Listed entries:
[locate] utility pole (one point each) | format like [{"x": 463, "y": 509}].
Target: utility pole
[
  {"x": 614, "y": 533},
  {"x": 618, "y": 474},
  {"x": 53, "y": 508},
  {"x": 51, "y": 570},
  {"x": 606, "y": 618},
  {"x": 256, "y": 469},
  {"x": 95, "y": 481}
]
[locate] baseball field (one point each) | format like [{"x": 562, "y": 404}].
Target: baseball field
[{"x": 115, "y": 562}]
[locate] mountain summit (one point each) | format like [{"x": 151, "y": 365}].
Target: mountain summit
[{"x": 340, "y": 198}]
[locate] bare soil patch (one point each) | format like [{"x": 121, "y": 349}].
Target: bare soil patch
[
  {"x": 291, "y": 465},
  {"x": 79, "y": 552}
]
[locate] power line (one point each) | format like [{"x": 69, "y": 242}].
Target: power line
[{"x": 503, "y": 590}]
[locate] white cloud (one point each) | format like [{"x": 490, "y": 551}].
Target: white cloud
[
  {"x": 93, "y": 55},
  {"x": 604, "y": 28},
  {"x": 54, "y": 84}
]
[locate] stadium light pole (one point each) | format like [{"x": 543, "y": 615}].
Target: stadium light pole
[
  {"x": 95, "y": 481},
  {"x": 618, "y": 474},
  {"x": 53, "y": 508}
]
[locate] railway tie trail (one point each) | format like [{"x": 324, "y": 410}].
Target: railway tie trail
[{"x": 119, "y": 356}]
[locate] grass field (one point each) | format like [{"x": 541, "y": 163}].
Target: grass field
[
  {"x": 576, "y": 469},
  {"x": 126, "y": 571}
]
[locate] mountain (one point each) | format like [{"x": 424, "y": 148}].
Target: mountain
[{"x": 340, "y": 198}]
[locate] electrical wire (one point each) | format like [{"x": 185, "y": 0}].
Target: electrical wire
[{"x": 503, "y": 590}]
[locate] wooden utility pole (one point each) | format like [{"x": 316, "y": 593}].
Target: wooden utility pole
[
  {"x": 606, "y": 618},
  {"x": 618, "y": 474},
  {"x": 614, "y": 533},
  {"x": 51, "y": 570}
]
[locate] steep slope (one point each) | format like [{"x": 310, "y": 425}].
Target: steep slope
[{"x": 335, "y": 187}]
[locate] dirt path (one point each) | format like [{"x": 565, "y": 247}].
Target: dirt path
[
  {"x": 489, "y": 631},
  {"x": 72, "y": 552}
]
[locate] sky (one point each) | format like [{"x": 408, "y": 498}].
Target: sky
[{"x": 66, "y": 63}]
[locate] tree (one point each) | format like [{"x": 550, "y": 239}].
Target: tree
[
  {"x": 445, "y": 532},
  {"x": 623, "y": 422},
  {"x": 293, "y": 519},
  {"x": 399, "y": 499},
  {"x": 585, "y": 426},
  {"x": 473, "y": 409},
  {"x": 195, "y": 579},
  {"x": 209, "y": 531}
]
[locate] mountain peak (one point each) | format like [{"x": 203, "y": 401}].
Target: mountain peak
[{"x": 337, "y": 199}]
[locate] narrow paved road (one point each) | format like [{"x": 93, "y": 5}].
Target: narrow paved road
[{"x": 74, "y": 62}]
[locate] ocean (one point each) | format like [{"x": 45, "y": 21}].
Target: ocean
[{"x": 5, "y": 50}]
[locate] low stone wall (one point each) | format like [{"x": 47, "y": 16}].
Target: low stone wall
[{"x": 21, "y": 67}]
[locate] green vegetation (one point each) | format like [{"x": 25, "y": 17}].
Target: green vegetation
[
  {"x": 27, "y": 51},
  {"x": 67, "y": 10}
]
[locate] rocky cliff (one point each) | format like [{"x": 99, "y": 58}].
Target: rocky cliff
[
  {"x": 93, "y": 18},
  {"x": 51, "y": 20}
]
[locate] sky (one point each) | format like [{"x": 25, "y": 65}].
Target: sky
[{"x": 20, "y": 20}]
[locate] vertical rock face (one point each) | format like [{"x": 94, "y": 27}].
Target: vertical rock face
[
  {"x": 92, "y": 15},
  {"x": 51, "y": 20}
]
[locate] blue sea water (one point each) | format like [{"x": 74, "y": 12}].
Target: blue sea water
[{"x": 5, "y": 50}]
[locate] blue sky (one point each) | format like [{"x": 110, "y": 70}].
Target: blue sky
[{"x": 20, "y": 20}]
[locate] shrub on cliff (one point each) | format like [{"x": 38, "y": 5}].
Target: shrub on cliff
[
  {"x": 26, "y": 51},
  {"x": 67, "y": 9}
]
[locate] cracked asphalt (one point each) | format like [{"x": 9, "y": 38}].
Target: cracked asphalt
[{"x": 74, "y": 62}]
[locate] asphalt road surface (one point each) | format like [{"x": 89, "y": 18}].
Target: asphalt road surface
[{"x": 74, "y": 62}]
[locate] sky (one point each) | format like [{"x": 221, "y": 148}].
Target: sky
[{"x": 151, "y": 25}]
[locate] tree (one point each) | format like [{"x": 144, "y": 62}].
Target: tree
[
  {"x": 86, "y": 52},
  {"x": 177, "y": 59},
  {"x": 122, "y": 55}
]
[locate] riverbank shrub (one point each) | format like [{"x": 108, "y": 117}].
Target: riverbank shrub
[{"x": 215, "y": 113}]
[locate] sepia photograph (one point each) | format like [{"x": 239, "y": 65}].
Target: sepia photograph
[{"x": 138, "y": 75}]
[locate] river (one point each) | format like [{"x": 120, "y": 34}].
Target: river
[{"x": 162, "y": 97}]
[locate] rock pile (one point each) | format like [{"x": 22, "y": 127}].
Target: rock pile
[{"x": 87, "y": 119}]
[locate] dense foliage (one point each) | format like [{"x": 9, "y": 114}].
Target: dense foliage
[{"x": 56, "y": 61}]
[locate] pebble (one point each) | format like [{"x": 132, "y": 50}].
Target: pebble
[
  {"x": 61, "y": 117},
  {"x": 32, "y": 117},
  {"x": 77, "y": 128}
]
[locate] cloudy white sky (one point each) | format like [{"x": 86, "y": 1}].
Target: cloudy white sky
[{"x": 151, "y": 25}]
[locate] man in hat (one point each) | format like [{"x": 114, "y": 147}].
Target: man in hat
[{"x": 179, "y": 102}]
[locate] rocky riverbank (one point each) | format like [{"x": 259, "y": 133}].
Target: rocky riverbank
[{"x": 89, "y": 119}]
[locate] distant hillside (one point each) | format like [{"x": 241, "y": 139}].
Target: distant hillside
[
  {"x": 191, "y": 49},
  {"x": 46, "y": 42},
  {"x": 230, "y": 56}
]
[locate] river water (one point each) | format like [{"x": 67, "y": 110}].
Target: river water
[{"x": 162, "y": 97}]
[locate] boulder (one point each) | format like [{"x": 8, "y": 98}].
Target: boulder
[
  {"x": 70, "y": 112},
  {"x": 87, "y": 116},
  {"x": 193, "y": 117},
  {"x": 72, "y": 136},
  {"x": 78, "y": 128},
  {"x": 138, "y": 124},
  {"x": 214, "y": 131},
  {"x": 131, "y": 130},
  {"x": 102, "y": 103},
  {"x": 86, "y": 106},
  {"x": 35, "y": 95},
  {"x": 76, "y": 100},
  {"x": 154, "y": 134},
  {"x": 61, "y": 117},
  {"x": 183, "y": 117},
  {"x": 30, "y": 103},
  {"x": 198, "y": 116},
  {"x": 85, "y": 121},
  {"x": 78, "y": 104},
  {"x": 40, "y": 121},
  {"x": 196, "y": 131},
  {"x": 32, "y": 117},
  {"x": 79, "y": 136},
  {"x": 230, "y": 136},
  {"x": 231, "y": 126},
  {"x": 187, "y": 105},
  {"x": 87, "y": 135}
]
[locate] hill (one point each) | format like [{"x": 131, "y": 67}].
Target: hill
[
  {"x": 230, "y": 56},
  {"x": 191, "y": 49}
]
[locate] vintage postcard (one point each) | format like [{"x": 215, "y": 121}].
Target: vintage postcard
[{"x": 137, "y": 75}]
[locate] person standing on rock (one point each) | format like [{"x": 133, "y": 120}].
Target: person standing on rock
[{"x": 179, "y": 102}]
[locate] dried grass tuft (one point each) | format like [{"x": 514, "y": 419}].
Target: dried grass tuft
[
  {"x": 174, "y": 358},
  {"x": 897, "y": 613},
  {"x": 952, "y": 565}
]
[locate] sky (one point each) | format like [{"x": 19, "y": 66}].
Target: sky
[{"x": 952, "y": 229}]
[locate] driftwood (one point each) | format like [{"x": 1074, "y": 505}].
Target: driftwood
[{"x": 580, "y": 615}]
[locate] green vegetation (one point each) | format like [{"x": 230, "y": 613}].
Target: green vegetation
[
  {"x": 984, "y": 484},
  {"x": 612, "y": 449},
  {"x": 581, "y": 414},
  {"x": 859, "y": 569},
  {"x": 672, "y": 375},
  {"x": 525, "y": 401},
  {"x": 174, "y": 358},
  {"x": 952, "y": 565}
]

What the task asks: Nothing outside the span should appear: transcribe the lines from the one containing "[locate] hill (one" through the last line of the records.

Exercise output:
[locate] hill (one point each) | format like [{"x": 131, "y": 67}].
Target: hill
[
  {"x": 230, "y": 56},
  {"x": 191, "y": 49}
]
[locate] vintage postcard (one point each) | format like [{"x": 215, "y": 121}].
Target: vintage postcard
[{"x": 137, "y": 75}]
[locate] person standing on rock (one point each) | format like [{"x": 133, "y": 120}].
Target: person standing on rock
[{"x": 179, "y": 102}]
[locate] dried grass tuft (one point each) | format like [{"x": 514, "y": 419}].
Target: dried grass tuft
[
  {"x": 174, "y": 358},
  {"x": 897, "y": 613},
  {"x": 952, "y": 565}
]
[locate] sky (one point each) | format like [{"x": 19, "y": 66}].
Target: sky
[{"x": 952, "y": 229}]
[locate] driftwood (one point each) | format like [{"x": 1074, "y": 505}].
Target: driftwood
[{"x": 580, "y": 615}]
[locate] green vegetation (one point each) | format like [{"x": 230, "y": 613}].
Target: green vegetation
[
  {"x": 984, "y": 484},
  {"x": 612, "y": 449},
  {"x": 581, "y": 414},
  {"x": 859, "y": 569},
  {"x": 672, "y": 375},
  {"x": 525, "y": 401},
  {"x": 174, "y": 358},
  {"x": 952, "y": 565}
]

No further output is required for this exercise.